* [TEXT PROVIDED]:
======
We remember Oscar Wilde as a poet, a playwright, a player who’d write. Most of us associate him with drama, both in his work and life. The Picture of Dorian Gray, a few pithy lines, an early death.
But when I look at the sea of thoughts that unravels when you click on the author of the most popular quote on Goodreads, I see none of that. I see a philosopher, full of contrarian ideas, paradoxes, and lots of new angles to look at life from.
They remind me of the beliefs of a philosopher we can still talk to: Naval Ravikant. After reflecting on an interview he did with Shane Parrish, I can’t help but notice that some of the most popular sentiments floating around Medium and the web are, well, just sentiments.
“Everything popular is wrong.” One of Wilde’s many polarizing statements. It may be hyperbole, but it’s a starting point for originality. In the echo chamber of self-improvement, some ideas have been circulating for so long, we’ve stopped questioning them.
What if we considered the possibility that these ideas are false?
======
* [MATERIAL]:
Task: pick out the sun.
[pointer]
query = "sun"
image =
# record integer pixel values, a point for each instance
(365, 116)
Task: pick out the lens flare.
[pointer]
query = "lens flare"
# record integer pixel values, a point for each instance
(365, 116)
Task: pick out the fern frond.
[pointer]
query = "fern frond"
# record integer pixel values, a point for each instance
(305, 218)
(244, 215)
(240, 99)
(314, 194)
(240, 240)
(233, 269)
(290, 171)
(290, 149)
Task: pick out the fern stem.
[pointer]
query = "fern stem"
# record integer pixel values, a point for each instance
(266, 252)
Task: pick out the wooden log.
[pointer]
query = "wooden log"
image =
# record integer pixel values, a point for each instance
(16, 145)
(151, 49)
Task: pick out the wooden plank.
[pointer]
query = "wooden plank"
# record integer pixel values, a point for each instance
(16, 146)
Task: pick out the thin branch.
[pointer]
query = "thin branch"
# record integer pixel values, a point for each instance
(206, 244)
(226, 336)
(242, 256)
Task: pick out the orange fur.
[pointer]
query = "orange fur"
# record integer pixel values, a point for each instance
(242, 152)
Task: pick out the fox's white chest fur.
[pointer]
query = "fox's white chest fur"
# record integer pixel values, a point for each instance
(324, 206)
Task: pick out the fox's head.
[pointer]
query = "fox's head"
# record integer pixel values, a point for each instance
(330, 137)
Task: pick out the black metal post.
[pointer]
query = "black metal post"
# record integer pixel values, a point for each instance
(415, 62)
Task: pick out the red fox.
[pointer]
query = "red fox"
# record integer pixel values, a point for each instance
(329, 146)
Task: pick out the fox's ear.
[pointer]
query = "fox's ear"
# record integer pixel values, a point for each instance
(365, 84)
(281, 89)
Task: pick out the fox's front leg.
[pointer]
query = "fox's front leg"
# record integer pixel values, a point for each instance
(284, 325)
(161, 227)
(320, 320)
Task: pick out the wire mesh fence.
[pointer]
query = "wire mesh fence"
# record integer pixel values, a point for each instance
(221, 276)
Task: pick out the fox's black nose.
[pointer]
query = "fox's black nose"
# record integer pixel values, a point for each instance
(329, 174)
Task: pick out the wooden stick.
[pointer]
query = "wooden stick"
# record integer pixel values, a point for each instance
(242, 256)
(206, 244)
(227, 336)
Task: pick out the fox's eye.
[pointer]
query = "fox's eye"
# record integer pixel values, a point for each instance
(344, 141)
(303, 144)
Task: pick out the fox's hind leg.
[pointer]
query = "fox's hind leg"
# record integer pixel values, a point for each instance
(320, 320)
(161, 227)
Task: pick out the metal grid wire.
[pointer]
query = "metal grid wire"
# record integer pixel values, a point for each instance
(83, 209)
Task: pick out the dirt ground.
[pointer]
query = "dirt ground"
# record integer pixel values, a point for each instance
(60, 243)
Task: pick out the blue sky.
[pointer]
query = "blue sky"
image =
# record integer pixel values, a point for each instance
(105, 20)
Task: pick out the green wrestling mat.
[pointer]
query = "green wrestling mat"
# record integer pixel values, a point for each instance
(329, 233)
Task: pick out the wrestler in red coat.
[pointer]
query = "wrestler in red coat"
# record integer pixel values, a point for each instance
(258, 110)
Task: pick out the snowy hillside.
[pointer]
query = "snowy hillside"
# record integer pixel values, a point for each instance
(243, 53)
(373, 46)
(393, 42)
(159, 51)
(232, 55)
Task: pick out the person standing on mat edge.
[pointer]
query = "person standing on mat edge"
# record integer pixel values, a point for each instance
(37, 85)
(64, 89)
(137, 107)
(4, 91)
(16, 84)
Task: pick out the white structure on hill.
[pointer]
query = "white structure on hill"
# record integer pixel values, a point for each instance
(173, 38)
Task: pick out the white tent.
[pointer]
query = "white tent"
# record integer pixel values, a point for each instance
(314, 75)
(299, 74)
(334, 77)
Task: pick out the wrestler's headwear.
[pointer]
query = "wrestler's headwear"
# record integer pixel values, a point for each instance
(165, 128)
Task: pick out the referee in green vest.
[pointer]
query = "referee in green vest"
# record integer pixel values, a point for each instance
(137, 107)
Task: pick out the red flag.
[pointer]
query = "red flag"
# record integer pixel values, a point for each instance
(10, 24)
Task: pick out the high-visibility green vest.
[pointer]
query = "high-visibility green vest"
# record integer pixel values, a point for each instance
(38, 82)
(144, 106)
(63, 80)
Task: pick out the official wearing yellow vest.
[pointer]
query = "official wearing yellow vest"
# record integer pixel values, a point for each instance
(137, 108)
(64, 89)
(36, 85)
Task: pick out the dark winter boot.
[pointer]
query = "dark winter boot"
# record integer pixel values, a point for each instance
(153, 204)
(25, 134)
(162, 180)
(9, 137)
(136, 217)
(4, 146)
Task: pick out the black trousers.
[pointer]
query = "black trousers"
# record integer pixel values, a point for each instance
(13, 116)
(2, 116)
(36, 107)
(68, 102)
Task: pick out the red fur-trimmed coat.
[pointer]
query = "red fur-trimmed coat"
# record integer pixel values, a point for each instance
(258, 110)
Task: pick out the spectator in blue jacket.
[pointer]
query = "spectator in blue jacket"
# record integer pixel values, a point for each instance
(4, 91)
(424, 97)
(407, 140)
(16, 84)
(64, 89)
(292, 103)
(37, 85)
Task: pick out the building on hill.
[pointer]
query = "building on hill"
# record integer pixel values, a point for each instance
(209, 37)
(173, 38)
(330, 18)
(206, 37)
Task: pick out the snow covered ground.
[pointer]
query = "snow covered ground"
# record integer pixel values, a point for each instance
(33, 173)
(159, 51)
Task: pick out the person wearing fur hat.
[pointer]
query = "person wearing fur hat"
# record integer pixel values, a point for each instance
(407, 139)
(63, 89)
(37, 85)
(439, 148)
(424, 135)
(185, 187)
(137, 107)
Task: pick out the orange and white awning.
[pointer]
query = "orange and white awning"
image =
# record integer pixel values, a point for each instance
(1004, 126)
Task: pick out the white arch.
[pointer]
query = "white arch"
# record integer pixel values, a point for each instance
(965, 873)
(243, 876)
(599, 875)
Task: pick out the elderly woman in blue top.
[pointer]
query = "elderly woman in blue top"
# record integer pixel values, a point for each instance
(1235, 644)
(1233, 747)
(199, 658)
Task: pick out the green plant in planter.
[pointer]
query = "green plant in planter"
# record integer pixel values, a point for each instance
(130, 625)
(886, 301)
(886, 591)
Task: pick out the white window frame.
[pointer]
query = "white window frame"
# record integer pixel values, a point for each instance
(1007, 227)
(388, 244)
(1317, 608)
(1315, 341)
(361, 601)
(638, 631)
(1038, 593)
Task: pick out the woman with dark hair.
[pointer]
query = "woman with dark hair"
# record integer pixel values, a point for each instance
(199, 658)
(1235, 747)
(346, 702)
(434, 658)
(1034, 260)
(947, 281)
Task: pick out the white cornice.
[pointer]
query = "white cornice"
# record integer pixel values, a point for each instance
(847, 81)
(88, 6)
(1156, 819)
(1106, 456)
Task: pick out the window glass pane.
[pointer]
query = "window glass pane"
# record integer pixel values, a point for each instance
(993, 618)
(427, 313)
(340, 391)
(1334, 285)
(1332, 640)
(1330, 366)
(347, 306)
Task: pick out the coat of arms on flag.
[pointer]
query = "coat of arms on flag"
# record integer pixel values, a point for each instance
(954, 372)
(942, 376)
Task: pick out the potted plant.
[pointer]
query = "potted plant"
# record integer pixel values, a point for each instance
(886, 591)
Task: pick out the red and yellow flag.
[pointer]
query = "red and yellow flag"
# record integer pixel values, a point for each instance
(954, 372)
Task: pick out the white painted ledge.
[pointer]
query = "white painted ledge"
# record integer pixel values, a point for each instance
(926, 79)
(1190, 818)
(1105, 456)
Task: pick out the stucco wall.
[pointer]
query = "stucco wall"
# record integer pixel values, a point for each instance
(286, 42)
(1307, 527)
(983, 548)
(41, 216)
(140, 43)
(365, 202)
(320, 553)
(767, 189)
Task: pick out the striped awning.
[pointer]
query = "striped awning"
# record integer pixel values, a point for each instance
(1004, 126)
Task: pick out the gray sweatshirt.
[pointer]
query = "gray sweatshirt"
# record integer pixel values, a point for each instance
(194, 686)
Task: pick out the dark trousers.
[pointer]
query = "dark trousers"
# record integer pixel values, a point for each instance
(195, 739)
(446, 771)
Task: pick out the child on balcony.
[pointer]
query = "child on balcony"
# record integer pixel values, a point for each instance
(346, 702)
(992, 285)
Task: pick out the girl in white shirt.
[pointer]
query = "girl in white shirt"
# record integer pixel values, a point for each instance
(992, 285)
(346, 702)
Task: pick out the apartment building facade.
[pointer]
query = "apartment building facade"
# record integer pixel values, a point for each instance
======
* [WHAT THE TASK REQUIRES]: Continue the essay on Oscar Wilde, Naval Ravikant, and questioning popular ideas, starting after its final sentence.

* [REPLY]:
1. Diversified Learning
The general consensus is that you should learn as much as you can, from as many sources as you can. When it comes to money, food, work, and material possessions, we all readily agree that more isn’t better. Why shouldn’t that apply to books? Illacertus thinks it should.
We rage against materialism, but we condone mental overstimulation. If you want to read 52 books each year, isn’t that just as much of a rat race as assembling a huge shoe collection? Why not pick your sources carefully and deeply understand them?
Maybe some of history’s greatest and time-tested books — the Bible, Tao Te Ching, Don Quixote, each hold all the advice you could ever need. Maybe, you just have to keep re-reading them. For almost all modern bestsellers, you can find a book that’s 50, 100, 500 years older and says the same thing – except it usually does it better.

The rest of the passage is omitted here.